Retype the material word for word.

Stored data
>>>>>

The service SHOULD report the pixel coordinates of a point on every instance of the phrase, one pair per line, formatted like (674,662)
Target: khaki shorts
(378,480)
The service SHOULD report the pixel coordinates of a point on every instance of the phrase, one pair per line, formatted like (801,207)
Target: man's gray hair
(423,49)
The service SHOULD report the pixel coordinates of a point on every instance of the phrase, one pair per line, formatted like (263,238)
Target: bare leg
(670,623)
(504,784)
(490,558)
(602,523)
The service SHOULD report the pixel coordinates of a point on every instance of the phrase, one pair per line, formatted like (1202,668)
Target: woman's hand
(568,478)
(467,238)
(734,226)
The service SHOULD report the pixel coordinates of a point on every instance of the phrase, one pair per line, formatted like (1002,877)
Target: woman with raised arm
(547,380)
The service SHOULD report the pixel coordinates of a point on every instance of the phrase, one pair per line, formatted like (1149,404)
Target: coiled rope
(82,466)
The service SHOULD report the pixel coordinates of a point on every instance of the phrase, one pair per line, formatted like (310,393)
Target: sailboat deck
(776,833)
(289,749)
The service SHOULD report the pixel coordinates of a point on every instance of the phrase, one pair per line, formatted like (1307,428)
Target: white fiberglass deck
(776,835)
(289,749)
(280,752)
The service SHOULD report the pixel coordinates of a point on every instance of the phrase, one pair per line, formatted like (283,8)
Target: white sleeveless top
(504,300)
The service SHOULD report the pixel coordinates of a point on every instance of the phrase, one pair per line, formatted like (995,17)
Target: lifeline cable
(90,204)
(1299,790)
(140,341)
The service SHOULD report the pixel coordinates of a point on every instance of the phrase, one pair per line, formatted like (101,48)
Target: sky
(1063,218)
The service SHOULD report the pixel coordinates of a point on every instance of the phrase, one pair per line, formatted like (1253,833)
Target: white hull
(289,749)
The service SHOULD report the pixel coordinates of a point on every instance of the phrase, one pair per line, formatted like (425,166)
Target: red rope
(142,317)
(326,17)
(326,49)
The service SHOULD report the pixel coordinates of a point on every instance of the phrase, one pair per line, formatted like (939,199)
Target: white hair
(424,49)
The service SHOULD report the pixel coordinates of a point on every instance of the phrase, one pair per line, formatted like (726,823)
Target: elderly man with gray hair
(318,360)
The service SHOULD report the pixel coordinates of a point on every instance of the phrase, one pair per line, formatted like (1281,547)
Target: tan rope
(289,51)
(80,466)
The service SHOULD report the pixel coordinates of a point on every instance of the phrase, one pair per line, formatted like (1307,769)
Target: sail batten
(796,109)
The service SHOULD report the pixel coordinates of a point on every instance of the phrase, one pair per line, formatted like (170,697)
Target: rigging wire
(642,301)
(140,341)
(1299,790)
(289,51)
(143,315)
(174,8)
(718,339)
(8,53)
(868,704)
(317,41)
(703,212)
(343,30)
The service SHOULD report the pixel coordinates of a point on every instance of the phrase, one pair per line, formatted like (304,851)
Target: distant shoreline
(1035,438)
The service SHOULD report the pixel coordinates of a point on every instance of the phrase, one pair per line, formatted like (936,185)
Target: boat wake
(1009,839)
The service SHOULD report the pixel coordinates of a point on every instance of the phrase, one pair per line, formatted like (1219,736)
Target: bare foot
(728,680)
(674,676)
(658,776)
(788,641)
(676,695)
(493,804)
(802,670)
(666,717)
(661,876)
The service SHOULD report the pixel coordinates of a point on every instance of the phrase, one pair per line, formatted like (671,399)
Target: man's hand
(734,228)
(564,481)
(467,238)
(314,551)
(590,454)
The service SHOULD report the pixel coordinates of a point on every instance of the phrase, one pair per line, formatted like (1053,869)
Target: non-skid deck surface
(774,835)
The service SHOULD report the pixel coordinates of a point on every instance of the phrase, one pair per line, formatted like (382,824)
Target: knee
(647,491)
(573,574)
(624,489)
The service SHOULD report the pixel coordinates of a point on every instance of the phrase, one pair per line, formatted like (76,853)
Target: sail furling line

<<<<<

TASK ANSWER
The service SHOULD report the pixel coordinates of a point on every instance of the phrase, one pair per line, formatted like (674,662)
Target: khaki shorts
(378,480)
The service SHOULD report the pixel coordinates of a point on every instance of the phrase, one pair per line, formatted like (801,207)
Target: man's gray hair
(423,49)
The service SHOULD report the pixel coordinates of a point on every instance of the phrase, one pair per line, formatted like (263,238)
Target: bare leg
(670,623)
(504,784)
(490,558)
(602,523)
The service SHOULD report the pixel coordinates of a point on every instance of the phrase, one pair per line, formatted like (1202,668)
Target: woman's hand
(568,478)
(467,238)
(734,226)
The service SHOULD report the pixel coordinates of a point on every instance of the phrase, one pair per line, formatted like (1002,877)
Target: woman with raised arm
(547,380)
The service SHOULD report the pixel coordinates of a point on every instance of the phrase, one pair per line, formatted like (1149,404)
Target: coiled rope
(82,466)
The service SHOULD report the pixel coordinates of a point on every instance of the phrase, one pair per line, formatted like (310,393)
Target: sailboat deck
(776,833)
(289,749)
The service SHOULD report the pixel coordinates of a point on every instance of the phrase, one pair per line, formatted like (1307,428)
Target: white fiberglass deck
(776,835)
(289,749)
(280,752)
The service SHOULD report the pixel coordinates of a point on every instance of the phrase, one pair per line, formatted like (283,8)
Target: white sleeveless top
(504,300)
The service SHOULD report the pixel coordinates of a point on every instance of the phrase, one pair per line, formatted like (995,17)
Target: lifeline cable
(90,204)
(1299,790)
(140,341)
The service SHOULD report the pixel coordinates of a point on every instance of the phrase, one pair per line, formatted like (101,48)
Target: sky
(1063,218)
The service SHOULD report the pixel coordinates of a point on every instance of the phrase, one pair per line, formatted like (1253,833)
Target: white hull
(289,749)
The service SHOULD report the pixel coordinates of a point on every instance of the phrase, one pair per line, formatted like (425,166)
Target: red rope
(142,317)
(326,17)
(326,49)
The service SHOULD report the pixel coordinates of a point on every instance of the phrase, one pair per line, formatted like (939,199)
Target: white hair
(424,49)
The service SHOULD report the pixel coordinates of a point on every instance of the phrase, one pair per line, formatted like (726,823)
Target: elderly man with gray hair
(318,360)
The service SHOULD report the pixel coordinates of a point on every instance of the phrase, one pair per line, formatted like (1281,547)
Target: tan rope
(289,51)
(80,466)
The service SHOULD report the pixel coordinates of a point on every instance of the phrase, one pair per line, formatted like (1307,769)
Target: sail batten
(796,109)
The service SHOULD report the pixel coordinates of a point on every instance of the phrase, one pair per line, formatted like (170,697)
Target: rigging wire
(642,301)
(140,341)
(1299,790)
(289,51)
(143,315)
(174,8)
(718,339)
(8,53)
(868,704)
(317,41)
(703,212)
(343,30)
The service SHOULD report the pixel coordinates of a point on every instance of the phrase, one pair per line, formatted like (304,851)
Target: distant shoreline
(1035,438)
The service SHOULD report the pixel coordinates of a point on every instance of the phrase, one pair per line, formatted like (936,185)
Target: boat wake
(1009,839)
The service SHOULD report the pixel coordinates of a point on every instance of the phrase, one pair per line, formatted like (1219,736)
Target: bare foot
(728,680)
(674,676)
(658,776)
(788,641)
(676,695)
(493,804)
(802,670)
(666,717)
(661,876)
The service SHOULD report the pixel coordinates of a point on every instance of the phrase, one pair per line, formatted like (671,399)
Target: man's hand
(734,228)
(564,481)
(467,238)
(314,551)
(590,454)
The service SHOULD report the pixel coordinates of a point on every instance of the phrase, one pair per line, formatted like (1053,869)
Target: non-skid deck surface
(774,835)
The service SHOULD report the pixel coordinates of a point on every instance of the phrase, one pair per line, formatted like (382,824)
Target: knee
(647,491)
(573,574)
(624,489)
The service SHOULD report the pixel coordinates of a point on every instance of the phrase, one pair per line, formatted like (76,853)
Target: sail furling line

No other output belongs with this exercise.